_Problem to solve_
Would you print each of the entries below precisely as given?

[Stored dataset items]
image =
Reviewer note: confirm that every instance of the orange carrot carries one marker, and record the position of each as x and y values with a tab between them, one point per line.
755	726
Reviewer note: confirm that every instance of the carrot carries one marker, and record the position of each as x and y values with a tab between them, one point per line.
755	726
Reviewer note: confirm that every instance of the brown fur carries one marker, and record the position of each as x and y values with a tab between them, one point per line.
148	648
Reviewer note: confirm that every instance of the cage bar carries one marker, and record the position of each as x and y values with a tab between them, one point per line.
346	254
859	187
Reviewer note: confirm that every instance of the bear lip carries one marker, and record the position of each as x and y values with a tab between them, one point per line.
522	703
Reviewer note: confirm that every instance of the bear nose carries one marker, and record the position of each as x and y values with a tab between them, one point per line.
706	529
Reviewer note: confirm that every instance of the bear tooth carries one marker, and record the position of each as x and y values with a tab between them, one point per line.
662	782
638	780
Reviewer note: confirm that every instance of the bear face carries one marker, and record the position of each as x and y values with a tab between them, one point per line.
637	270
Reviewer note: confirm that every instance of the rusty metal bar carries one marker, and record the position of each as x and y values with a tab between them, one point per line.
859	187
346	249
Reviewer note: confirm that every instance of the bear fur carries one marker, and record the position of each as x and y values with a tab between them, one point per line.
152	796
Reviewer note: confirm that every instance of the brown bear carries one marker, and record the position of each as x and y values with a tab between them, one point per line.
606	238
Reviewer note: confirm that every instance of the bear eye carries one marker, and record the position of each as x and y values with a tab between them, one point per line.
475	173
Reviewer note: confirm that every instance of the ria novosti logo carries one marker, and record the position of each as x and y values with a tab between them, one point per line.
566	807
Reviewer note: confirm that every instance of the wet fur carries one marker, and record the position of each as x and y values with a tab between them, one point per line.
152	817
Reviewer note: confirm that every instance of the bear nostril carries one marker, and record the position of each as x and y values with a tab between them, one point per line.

_Finished exercise_
image =
Reviewer note: confirm that every instance of the orange carrot carries one marker, and record the position of each as x and y values with a tab between them, one point per line.
755	726
Reviewer note: confirm that every instance of the carrot carries one marker, and record the position of each as x and y values with a tab between them, one point per line.
755	726
Reviewer note: confirm that every instance of the brown fur carries one marker, and record the position of each as x and y values with a tab between them, one point per line.
148	648
Reviewer note: confirm that every instance of the cage bar carries one marker, and record the position of each as x and y values with a tab between them, one point per line.
346	254
859	187
Reviewer note: confirm that every instance of the bear lip carries one marker, and record the position of each as x and y values with a tab between them, one point per line.
522	703
Reviewer note: confirm that every instance of the bear nose carries one marker, and record the position of each as x and y values with a tab between them, one point per line.
706	529
Reviewer note: confirm that every instance of the bear tooth carries one marker, and record the position of each as x and y values with a tab between them, one point per line.
662	782
638	780
Reviewer note: confirm that every instance of the bear face carries one marker, and record the position of each as x and y values with a tab between them, one point per line.
637	270
Reviewer note: confirm that every instance of the rusty metal bar carries one marker, and record the position of each as x and y values with a tab between them, one point per line.
859	187
346	249
Reviewer note: confirm that every instance of the bear fur carries one marker, and record the position of each as x and y values with a tab between them, one point per line.
152	796
Reviewer note: confirm that every instance of the brown bear carries one marker, and record the position of each as x and y values with a tab between them, one point per line.
606	238
Reviewer note: confirm that every instance of the bear eye carries one marker, and record the position of each as x and y values with a tab between them, one point per line.
475	173
Reviewer note: confirm that every instance of the ria novosti logo carries one marker, and record the position of each as x and y values with a tab between them, one point per line.
566	807
Reviewer note: confirm that every instance of the wet fur carries one marker, and record the position of each as x and y values with a tab between them, one point per line.
152	817
Reviewer note: confirm that every instance of the bear nostril carries one marker, and record the position of each as x and y values with a tab between them, one point per line.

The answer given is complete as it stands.